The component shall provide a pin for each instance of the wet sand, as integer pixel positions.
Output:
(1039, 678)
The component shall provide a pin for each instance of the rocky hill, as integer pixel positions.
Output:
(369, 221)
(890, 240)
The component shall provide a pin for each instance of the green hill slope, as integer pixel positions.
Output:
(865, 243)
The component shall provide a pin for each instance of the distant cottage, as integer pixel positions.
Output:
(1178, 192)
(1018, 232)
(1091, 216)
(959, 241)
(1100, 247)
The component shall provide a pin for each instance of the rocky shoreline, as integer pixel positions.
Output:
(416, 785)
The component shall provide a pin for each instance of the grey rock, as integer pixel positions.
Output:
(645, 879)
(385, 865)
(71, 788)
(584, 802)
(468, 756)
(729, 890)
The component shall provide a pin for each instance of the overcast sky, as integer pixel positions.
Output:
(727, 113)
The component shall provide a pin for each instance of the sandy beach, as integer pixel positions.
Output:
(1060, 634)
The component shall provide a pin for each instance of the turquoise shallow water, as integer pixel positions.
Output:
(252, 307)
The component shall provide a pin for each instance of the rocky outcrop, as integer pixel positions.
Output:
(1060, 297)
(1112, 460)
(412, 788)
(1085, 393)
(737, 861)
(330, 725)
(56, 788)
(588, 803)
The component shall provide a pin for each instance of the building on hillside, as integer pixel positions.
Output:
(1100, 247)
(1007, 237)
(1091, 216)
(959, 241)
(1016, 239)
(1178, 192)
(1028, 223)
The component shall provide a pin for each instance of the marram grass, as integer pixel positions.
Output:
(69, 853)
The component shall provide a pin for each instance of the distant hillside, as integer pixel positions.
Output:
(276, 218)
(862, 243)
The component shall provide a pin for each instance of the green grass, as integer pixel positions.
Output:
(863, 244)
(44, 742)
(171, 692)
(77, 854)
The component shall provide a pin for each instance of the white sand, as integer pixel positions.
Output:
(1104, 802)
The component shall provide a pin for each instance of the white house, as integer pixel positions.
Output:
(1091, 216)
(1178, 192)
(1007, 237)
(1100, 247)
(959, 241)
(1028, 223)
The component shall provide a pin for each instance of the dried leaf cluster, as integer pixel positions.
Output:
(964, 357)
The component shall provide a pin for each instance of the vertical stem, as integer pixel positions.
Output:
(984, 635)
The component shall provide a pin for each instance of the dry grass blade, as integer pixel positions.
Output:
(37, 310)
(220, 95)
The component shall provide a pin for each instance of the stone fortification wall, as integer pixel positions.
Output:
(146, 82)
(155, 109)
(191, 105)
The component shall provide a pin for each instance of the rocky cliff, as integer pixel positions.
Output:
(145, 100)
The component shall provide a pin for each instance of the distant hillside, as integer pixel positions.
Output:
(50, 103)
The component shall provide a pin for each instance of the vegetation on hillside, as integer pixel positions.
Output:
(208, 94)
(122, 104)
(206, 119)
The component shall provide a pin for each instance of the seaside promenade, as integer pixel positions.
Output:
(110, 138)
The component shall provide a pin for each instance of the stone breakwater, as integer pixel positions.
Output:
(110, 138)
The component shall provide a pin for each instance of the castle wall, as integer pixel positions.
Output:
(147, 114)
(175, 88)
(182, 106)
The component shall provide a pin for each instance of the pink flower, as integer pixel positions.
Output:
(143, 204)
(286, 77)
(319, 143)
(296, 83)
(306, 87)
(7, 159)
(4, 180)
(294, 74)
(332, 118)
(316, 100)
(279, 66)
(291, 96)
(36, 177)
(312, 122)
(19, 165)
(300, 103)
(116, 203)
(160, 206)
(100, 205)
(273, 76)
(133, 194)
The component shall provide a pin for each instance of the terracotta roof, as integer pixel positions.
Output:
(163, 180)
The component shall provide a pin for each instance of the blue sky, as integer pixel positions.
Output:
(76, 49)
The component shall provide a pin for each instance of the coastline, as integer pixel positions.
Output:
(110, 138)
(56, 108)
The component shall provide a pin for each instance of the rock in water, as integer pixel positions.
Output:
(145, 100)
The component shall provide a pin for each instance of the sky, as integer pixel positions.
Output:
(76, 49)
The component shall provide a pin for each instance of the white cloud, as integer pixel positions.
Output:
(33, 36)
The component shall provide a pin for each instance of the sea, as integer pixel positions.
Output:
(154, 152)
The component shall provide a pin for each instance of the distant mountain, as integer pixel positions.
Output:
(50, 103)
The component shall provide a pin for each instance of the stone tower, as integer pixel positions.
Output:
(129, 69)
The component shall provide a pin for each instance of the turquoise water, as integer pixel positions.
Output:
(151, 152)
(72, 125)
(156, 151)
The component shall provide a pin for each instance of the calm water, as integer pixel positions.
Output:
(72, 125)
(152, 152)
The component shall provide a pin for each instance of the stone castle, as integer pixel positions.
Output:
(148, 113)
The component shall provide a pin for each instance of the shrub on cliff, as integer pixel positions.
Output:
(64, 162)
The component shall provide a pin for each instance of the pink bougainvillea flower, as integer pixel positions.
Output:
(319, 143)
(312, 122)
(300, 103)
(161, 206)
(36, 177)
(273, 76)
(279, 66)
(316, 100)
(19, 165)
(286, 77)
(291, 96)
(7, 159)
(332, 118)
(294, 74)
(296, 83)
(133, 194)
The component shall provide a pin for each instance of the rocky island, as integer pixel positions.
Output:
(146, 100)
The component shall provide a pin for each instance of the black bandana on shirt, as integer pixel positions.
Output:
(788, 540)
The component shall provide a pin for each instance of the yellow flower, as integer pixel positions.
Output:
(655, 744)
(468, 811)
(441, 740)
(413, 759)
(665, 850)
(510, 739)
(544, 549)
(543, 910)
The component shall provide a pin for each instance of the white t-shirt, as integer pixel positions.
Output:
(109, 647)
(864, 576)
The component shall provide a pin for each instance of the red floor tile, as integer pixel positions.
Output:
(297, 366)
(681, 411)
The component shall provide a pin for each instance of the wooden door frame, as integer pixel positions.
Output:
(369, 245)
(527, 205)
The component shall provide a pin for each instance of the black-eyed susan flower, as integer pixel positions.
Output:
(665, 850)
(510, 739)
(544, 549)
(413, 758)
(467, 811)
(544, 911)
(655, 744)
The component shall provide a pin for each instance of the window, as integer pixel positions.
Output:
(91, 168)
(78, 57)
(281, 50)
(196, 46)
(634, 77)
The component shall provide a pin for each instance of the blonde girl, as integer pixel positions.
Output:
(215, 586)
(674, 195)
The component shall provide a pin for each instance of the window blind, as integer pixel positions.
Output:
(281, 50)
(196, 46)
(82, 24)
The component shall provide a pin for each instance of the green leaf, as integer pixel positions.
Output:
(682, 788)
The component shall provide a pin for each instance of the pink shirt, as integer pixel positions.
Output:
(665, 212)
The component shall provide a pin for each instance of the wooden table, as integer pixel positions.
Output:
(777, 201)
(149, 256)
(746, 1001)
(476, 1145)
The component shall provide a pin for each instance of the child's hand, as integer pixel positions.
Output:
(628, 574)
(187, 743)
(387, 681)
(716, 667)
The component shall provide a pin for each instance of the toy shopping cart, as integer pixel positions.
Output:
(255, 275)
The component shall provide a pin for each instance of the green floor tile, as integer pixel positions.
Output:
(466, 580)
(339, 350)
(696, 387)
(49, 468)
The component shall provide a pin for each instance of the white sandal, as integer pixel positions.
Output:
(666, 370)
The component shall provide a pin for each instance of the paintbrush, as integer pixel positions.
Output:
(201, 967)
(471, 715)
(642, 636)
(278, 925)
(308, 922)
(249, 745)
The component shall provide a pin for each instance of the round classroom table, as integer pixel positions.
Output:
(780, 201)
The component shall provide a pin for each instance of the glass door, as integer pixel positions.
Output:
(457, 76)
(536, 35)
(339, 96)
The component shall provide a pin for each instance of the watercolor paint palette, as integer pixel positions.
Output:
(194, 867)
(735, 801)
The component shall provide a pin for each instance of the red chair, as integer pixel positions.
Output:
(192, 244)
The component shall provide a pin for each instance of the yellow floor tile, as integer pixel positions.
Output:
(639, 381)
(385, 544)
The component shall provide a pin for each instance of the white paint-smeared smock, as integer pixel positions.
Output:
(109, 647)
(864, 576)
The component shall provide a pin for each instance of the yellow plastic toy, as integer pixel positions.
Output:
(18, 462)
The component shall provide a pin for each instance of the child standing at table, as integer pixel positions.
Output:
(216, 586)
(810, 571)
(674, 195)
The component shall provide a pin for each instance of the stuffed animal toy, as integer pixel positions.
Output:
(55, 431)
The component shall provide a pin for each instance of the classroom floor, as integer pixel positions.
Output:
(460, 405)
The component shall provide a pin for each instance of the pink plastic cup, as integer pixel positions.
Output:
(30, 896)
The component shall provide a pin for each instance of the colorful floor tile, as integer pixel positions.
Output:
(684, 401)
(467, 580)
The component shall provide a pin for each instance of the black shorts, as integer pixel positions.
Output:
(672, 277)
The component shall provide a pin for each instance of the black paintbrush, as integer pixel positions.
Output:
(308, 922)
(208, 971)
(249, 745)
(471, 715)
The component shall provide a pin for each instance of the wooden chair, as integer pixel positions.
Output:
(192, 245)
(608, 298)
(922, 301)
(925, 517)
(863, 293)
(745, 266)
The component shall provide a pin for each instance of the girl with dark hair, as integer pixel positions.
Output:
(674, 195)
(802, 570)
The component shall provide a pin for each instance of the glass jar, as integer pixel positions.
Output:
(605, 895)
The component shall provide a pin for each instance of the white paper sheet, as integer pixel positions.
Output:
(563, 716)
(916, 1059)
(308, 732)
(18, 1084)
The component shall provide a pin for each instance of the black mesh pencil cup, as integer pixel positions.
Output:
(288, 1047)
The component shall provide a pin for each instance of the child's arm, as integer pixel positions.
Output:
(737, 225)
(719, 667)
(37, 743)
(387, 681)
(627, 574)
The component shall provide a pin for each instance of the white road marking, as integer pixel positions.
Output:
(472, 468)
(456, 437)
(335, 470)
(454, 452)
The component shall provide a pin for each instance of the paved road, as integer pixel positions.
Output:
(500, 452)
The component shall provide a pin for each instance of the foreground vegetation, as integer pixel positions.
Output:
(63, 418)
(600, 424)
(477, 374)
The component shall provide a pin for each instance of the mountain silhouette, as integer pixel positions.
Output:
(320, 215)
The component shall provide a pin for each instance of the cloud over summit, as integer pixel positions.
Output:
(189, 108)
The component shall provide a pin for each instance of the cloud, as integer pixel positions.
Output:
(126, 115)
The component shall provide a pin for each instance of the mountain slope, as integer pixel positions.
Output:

━━━━

◆ WHAT IS BEING ASKED ◆
Collect each line of the entries that has the word "door", copying it in full.

◆ EXERCISE RESULT ◆
The component shall provide a pin for each instance of the wooden door frame, as integer pixel positions.
The component shall provide a pin for each instance of the glass door, as integer pixel positions.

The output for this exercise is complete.